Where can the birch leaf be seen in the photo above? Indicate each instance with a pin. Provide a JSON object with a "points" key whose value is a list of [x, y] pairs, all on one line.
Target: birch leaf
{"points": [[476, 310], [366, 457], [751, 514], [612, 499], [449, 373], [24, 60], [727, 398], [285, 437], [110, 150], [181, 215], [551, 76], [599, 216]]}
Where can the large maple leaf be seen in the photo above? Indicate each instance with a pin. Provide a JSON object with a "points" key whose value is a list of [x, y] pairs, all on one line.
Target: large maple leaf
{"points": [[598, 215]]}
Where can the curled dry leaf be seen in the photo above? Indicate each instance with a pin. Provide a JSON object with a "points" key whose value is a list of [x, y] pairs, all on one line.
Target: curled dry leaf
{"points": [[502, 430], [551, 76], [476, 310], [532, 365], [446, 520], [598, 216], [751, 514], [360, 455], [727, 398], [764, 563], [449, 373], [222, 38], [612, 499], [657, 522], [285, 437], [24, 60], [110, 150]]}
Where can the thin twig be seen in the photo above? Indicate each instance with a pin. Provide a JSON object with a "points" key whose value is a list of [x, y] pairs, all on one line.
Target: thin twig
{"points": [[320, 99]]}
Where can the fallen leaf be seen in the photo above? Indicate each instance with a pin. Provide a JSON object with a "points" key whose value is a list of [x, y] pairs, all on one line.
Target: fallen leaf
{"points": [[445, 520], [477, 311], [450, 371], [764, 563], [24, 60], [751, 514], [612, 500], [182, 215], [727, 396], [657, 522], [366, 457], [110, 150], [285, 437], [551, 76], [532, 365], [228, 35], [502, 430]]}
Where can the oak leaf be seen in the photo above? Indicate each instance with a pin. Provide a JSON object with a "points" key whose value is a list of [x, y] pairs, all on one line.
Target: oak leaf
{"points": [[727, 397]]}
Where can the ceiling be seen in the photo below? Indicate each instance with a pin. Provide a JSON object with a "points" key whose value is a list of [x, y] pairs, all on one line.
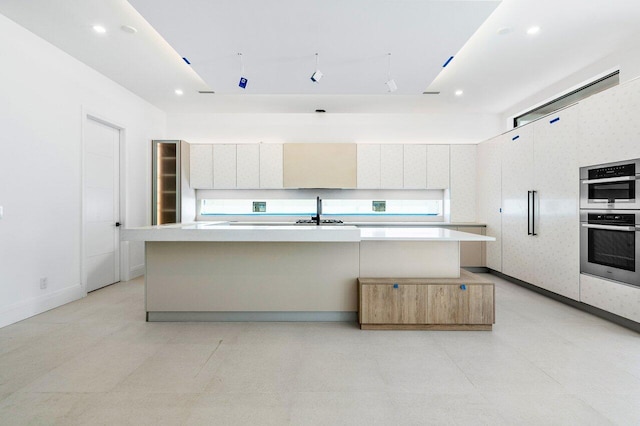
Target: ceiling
{"points": [[279, 39]]}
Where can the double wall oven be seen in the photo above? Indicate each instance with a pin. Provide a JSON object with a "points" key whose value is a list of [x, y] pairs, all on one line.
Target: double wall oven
{"points": [[610, 221]]}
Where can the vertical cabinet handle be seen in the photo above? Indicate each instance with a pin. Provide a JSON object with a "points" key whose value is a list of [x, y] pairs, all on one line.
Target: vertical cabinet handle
{"points": [[529, 212], [533, 212]]}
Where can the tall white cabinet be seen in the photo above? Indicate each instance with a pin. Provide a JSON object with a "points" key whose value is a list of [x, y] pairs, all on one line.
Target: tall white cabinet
{"points": [[489, 190], [517, 180], [539, 230], [463, 183], [557, 183]]}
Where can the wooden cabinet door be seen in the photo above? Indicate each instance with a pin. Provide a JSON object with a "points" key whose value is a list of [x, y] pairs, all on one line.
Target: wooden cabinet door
{"points": [[450, 304], [384, 304]]}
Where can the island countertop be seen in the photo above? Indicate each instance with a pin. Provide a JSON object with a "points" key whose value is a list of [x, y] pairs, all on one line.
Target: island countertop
{"points": [[221, 231]]}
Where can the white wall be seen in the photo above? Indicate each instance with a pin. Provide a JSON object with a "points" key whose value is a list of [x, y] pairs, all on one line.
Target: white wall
{"points": [[361, 128], [42, 98], [625, 58]]}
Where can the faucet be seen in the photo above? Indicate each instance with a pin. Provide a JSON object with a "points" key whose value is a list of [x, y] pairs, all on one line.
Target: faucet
{"points": [[318, 210]]}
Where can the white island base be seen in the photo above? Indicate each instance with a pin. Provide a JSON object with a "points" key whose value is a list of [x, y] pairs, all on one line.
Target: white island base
{"points": [[210, 277]]}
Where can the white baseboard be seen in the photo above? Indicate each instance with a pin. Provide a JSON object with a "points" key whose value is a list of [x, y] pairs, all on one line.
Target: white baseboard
{"points": [[136, 271], [36, 305]]}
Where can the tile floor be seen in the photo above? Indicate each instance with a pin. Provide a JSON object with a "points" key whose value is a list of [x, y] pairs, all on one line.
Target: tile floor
{"points": [[96, 361]]}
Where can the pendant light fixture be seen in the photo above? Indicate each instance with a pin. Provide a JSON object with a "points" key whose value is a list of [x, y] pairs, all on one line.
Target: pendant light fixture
{"points": [[243, 80], [391, 84], [317, 75]]}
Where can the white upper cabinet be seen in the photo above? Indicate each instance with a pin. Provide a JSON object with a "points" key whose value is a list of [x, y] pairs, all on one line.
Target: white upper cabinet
{"points": [[368, 166], [201, 166], [248, 166], [391, 166], [609, 128], [224, 166], [271, 166], [415, 167], [437, 166], [463, 183]]}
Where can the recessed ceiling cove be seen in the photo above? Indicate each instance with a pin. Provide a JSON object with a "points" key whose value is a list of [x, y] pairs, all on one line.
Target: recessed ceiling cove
{"points": [[278, 41]]}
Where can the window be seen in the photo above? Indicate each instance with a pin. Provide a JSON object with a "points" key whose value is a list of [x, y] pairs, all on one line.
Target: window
{"points": [[584, 92], [330, 207]]}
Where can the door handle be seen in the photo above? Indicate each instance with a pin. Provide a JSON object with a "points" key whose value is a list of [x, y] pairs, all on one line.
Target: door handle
{"points": [[533, 213], [529, 213]]}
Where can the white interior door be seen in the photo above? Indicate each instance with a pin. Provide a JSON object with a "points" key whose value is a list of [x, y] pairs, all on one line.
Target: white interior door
{"points": [[101, 204]]}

------------------------------

- YOUR GOAL
Write out the full set of lines verbatim, without the pictures.

- ANSWER TO THIS EXERCISE
Where can the birch leaf be seen in the photo above? Indicate each instance with a pin. Provide a JSON object with a "points" key whose value is a list of [x, y] pairs, all on one line.
Target: birch leaf
{"points": [[476, 310], [366, 457], [751, 514], [612, 499], [449, 373], [24, 60], [727, 398], [285, 437], [110, 150], [181, 215], [551, 76], [599, 216]]}
Where can the large maple leaf be seen in the photo above? Indicate each instance with a pin. Provide a JSON object with a "points" key whose value is a list of [x, y] pairs, all on one line.
Target: large maple leaf
{"points": [[598, 215]]}
Where can the curled dry leaf be seen in the photo above? Indicate each instance with a pin. Provide a JSON object with a "points" key whose value is a list of [x, y] pairs, all on one line.
Target: curled dry leaf
{"points": [[502, 430], [551, 76], [476, 310], [532, 365], [446, 520], [598, 216], [751, 514], [360, 455], [727, 398], [764, 563], [449, 373], [222, 38], [612, 499], [657, 522], [285, 437], [24, 60], [110, 150]]}
Where can the thin twig be seen in the photo above? Indicate each instance with a pin. Provide a JSON object with a "points" key whose value is a list of [x, y] pairs, all on one line.
Target: thin twig
{"points": [[320, 99]]}
Where can the fallen leaf be seen in the photo above? Indicate each instance with a pin. Provide a JSON object with a "points" key whose value is a list of [x, y] pairs, all on one line.
Target: fallen leaf
{"points": [[445, 520], [477, 311], [450, 371], [764, 563], [24, 60], [751, 514], [612, 500], [182, 215], [727, 396], [657, 522], [366, 457], [110, 150], [285, 437], [551, 76], [532, 365], [228, 35], [502, 430]]}
Where can the oak leaf be seen in the photo above? Indicate each instance with a pin. Provide a JSON object with a "points" key whose value is a list of [x, y] pairs, all on one line.
Target: oak leaf
{"points": [[727, 397]]}
Where can the ceiling be seen in the photo below? Indicate each instance with a pin. Provide a JSON object with a "points" key whose value is a list of [x, y] pairs, all on one line.
Target: ceiling
{"points": [[279, 39]]}
Where can the double wall oven be seen in the photo above? Indicate each instance with a pin. Provide a JSON object with a "points" key whose value is a list of [x, y] pairs, all on one line.
Target: double wall oven
{"points": [[610, 221]]}
Where can the vertical cabinet handle be seen in the photo above? Indicate each instance with a pin. Provide a JSON object with a "points" key whose value is a list of [x, y] pairs, all on one line.
Target: vertical cabinet handle
{"points": [[529, 212], [533, 212]]}
Where can the tall white cabinet be seen in the photo above? Indicate each instance with a pin. Provide a JSON object with a "points" key whose value is a list of [x, y] pairs, all on one line.
Target: tall white cabinet
{"points": [[489, 190], [517, 180], [539, 230], [463, 183], [557, 183]]}
Where can the wooden cabinet door be seen in the photo above? Indicate each instance with a pin. Provide a JSON object with a "points" key whose value is a list of [x, y] pairs, all on one line.
Target: wooden cabinet door
{"points": [[450, 304], [384, 304]]}
Where can the island countertop be seen in the photo above? Indicate each instance with a pin. Provide a JSON object with a "points" key whose value is a list of [x, y] pairs, all on one line.
Target: island countertop
{"points": [[221, 231]]}
Where can the white wall be seen in the photo above? Indicate each instance with a pin. Provide a JSON object with a "points" key whose value is a list of [x, y] pairs, all on one line.
Target: white wall
{"points": [[361, 128], [42, 98], [625, 58]]}
Where can the faucet be seen in the photo above? Indicate each instance with a pin. Provide a JSON object with a "points" key whose value is a list of [x, y] pairs, all on one line.
Target: faucet
{"points": [[318, 210]]}
Where can the white island base be seen in the photo above? Indicate each instance with a pin. Provide a JSON object with a "points" key whose value is a list of [x, y] pairs, all on one line.
Target: white island base
{"points": [[210, 277]]}
Where can the white baseboard be seen in the photo above? Indicate each instance with a pin. Provide a JSON object with a "points" key whose value is a list of [x, y] pairs, all on one line.
Target: white baseboard
{"points": [[136, 271], [36, 305]]}
Where can the tile floor be seen in the photo above? Indicate each instance with a pin. Provide a JSON object with a "points" key whose value is a list of [x, y] pairs, all on one line.
Target: tile floor
{"points": [[96, 361]]}
Where can the pendant light fixture be seen in the photo above? Indicate each instance with a pin. Provide a JSON object with a "points" key whose value is a list of [x, y] pairs, all on one line.
Target: pendant light fixture
{"points": [[243, 80], [391, 84], [317, 75]]}
Where can the white upper cabinet be seen in the photo above? Indicate each instance with a pin. Provide a JSON object with a "points" key whose value is a list of [x, y] pairs, all on one line.
Target: white upper cabinet
{"points": [[368, 166], [201, 166], [248, 166], [391, 166], [609, 128], [224, 166], [271, 166], [415, 167], [437, 166], [463, 183]]}
Where can the recessed ceiling cove be seen in the photo above? Indicate each instance with a pin. Provide a JSON object with a "points" key whose value is a list of [x, y] pairs, all on one line.
Target: recessed ceiling cove
{"points": [[278, 41]]}
Where can the window be seen in the photo above? Indicate each instance with a pin. Provide a JSON object with a "points" key whose value is a list of [x, y] pairs, all on one line.
Target: window
{"points": [[584, 92], [330, 207]]}
Where can the door handle be seen in the photo above? Indicate each instance with a pin. Provide a JSON object with a "points" key whose value is a list of [x, y] pairs, all on one line.
Target: door handle
{"points": [[533, 213], [529, 213]]}
Where can the white interior door be seen in the photo above? Indicate each instance with a pin. Provide a JSON object with a "points" key whose value is a list of [x, y] pairs, all on one line.
Target: white interior door
{"points": [[101, 204]]}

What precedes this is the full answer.